[Objetivo declarado a]: Duplique, sem qualquer alteração, as entradas de marcação de pontos, começando na linha que contém "Put one point on each instance of the wooden barn." e terminando no fim dessas entradas.

Os caminhos da cocaína tinham importantes estações, como a base aérea de Ilopango, em El Salvador. Um ex-oficial da CIA, Celerino Castillo, descreveu como os aviões carregados de cocaína voavam em direção ao norte, aterrizavam impunemente em vários lugares dos Estados Unidos, incluindo a base da Força Aérea no Texas, e regressavam com dinheiro abundante para financiar a guerra. “Tudo sob o guarda-chuva protetor do governo dos Estados Unidos”. A operação de Ilopango se realizava sob a direção de Félix Rodríguez (aliá, Max Gómez) em conexão com o então vice- presidente  George H. W. Bush e com Oliver North, quem formava parte da equipe do Conselho de Segurança Nacional de Reagan.
Em 1982, o diretor da CIA, William Casey, negociou um “memorando de entendimento” com o fiscal geral, William French Smith, que exonerava a CIA de qualquer responsabilidade relacionada às operações de tráfico de drogas realizadas por seus agentes. Este acordo esteve em vigor até 1995.
Reagan e seu sucessor, George H. W. Bush, patrocinaram  o “homem da CIA no Panamá”, Manuel Noriega, vinculado ao cartel de Medellín e à lavagem de grandes quantidades de dinheiro procedentes da venda da droga. Quando Noriega deixou de ser útil e se converteu em estorvo, os Estados Unidos invadiram Panamá (20 de dezembro de 1989) em um bárbaro ato sem precedentes contra o direito internacional e a soberania de um país pequeno.
Michael Ruppert, jornalista e ex-oficial do setor de narcóticos, apresentou em 1997 uma larga declaração, acompanhada de provas documentais aos comitês de inteligência (“Select Intelligence Committees”) de ambas Câmaras do Congresso. Em um dos parágrafos afirma: “A CIA traficou drogas não só durante a época dos “Irã-contras”, mas o tem feito durante todos os cinqüenta anos de sua história. Hoje lhes apresentarei evidências que demonstrarão que a CIA, e muitas figuras que se fizeram célebres durante o ‘Irã-contras’, como Richard Secord, Ted Shackley, Tom Clines, Félix Rodríguez e George H. W. Bush , venderam drogas aos estadunidenses desde a época do Vietnã.”

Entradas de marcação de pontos
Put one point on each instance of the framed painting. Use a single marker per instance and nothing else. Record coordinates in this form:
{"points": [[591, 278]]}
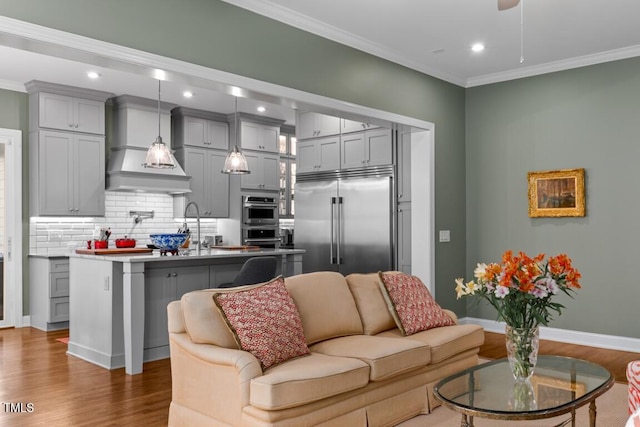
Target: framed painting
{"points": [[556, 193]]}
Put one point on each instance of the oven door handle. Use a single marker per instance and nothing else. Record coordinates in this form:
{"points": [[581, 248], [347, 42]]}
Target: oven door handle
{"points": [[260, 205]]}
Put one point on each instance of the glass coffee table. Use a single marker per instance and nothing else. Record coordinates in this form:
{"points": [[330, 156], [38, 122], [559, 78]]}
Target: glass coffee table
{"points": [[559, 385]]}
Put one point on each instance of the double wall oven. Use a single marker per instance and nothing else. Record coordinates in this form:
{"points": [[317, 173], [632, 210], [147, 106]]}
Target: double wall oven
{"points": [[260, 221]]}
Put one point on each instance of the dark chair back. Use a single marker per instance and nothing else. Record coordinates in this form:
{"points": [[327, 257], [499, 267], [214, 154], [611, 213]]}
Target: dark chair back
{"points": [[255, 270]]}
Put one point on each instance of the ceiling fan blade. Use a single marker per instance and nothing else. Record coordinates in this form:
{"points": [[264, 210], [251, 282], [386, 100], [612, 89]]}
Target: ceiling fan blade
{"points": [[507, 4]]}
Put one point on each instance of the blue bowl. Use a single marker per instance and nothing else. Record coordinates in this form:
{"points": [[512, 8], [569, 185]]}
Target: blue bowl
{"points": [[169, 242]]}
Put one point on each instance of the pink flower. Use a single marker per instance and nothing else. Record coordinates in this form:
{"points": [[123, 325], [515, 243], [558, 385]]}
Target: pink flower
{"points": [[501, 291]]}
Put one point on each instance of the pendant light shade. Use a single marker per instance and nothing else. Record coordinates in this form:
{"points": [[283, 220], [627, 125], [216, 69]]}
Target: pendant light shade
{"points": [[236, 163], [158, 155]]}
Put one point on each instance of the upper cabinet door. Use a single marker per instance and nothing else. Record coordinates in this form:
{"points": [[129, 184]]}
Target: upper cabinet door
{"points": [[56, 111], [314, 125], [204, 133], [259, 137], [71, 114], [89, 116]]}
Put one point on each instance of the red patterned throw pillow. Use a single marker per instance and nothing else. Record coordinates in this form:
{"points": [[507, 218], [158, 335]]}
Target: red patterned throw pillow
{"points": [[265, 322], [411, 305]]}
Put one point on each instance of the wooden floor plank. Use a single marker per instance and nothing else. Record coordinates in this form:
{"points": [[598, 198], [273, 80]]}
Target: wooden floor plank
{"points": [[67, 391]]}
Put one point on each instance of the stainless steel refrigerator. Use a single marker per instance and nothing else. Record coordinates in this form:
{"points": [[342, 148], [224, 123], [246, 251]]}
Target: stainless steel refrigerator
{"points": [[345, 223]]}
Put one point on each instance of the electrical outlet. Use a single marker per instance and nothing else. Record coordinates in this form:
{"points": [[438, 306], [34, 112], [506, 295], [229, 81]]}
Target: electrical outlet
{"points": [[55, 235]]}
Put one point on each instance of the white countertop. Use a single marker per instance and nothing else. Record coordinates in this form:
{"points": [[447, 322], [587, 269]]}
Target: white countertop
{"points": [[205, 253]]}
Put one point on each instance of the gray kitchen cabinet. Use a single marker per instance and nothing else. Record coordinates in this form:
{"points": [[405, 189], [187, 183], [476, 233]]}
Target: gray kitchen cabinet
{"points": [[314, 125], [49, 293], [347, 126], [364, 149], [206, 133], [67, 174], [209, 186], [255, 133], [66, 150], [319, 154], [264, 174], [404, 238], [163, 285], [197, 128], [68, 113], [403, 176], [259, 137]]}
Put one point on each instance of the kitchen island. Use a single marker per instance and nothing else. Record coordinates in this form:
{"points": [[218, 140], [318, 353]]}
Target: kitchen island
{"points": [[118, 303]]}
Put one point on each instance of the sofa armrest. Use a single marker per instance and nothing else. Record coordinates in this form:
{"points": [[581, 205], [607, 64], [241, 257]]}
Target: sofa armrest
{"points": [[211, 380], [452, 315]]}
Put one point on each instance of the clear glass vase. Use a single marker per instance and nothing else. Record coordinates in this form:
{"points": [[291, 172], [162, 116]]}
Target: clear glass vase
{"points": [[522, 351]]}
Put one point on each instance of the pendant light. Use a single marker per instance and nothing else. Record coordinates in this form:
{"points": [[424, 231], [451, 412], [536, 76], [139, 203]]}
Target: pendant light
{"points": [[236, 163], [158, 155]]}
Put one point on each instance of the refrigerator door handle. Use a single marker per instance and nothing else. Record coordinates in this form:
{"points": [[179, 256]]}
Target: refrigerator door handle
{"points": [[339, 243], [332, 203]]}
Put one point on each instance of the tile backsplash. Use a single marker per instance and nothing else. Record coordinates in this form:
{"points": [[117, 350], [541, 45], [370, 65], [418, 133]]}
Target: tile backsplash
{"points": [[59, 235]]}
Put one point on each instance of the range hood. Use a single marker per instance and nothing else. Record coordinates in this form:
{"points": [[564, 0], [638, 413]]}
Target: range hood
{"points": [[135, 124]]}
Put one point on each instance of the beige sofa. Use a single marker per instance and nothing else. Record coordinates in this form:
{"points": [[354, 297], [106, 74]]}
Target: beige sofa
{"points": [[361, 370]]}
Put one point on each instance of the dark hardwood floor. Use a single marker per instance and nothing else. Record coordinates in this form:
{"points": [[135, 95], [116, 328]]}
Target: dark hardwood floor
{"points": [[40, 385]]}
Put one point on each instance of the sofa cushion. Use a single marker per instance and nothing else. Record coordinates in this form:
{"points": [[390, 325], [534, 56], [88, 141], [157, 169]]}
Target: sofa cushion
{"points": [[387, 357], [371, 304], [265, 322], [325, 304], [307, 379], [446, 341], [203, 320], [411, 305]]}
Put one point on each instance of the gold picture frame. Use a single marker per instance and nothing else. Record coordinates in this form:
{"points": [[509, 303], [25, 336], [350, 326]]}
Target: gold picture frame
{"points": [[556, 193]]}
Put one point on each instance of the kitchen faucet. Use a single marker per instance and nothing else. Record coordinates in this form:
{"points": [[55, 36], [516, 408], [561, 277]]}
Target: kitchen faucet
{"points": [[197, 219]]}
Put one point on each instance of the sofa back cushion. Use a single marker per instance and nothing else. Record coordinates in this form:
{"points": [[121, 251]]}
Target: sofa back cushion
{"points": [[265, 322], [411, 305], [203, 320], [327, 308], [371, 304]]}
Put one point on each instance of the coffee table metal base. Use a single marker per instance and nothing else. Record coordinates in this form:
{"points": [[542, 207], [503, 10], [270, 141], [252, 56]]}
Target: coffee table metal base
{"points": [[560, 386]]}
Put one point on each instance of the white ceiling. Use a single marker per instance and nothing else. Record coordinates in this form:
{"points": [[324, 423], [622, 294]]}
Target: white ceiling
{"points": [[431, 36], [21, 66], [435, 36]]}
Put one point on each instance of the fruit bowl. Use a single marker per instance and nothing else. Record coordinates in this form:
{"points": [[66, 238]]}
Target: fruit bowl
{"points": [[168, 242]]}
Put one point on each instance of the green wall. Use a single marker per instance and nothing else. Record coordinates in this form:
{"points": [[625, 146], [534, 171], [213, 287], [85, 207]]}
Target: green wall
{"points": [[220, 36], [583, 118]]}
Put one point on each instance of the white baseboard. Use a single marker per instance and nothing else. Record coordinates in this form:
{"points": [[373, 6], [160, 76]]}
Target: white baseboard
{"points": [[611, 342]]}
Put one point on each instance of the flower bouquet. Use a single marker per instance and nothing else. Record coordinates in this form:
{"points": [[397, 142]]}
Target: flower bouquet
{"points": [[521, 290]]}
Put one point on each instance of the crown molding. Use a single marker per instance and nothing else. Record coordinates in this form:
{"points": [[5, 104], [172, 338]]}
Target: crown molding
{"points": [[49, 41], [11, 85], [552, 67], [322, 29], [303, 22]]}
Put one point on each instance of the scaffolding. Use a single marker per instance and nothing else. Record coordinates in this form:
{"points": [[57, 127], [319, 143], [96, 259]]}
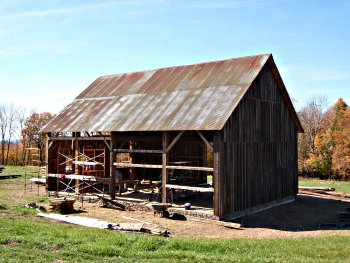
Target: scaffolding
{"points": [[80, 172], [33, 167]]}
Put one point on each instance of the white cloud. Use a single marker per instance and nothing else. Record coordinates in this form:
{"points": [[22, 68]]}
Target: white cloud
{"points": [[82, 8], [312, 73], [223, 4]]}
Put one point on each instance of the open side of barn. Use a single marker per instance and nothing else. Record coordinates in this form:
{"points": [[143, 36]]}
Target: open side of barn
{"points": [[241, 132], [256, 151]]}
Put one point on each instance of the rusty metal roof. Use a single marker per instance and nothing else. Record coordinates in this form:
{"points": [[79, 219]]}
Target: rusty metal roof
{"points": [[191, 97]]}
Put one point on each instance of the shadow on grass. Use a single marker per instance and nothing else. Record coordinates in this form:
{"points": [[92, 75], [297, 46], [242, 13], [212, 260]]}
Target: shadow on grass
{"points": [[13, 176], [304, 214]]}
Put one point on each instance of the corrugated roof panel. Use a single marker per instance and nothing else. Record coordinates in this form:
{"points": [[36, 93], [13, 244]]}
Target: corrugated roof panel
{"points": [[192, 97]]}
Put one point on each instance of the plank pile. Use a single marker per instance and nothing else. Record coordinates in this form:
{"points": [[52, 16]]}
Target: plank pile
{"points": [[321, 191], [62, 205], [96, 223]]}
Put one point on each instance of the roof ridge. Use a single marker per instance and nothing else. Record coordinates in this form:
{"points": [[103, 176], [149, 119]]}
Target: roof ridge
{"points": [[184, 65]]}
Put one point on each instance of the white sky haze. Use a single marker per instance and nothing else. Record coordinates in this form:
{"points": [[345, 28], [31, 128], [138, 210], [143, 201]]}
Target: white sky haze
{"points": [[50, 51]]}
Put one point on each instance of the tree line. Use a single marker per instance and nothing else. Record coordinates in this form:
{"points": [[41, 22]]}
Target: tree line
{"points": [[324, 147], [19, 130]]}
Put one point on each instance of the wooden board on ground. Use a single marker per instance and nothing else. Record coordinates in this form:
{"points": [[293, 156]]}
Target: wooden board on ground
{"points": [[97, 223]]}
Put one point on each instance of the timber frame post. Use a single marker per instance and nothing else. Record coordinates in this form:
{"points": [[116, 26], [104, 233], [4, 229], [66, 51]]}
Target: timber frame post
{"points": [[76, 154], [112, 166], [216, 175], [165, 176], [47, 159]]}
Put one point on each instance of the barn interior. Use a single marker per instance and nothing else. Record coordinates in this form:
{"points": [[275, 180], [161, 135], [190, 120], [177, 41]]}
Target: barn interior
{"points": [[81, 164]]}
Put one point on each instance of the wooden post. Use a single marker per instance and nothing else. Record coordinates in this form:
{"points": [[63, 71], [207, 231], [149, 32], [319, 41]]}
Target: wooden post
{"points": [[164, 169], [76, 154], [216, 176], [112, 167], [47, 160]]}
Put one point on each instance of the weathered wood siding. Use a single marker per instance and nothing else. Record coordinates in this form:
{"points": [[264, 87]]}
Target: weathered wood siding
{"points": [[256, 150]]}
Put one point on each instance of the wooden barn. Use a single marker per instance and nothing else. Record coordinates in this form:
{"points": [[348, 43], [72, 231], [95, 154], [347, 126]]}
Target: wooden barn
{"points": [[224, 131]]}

[Objetivo declarado b]: Transcreva fielmente a parte do texto sobre a CIA e o tráfico de drogas, começando em "Em 1982, o diretor" e terminando em "vigor até 1995.".

[Resultado da tarefa a]:
Put one point on each instance of the wooden barn. Use a single marker per instance and nothing else. Record coordinates in this form:
{"points": [[348, 43], [72, 231], [95, 154], [347, 126]]}
Target: wooden barn
{"points": [[224, 131]]}

[Resultado da tarefa b]:
Em 1982, o diretor da CIA, William Casey, negociou um “memorando de entendimento” com o fiscal geral, William French Smith, que exonerava a CIA de qualquer responsabilidade relacionada às operações de tráfico de drogas realizadas por seus agentes. Este acordo esteve em vigor até 1995.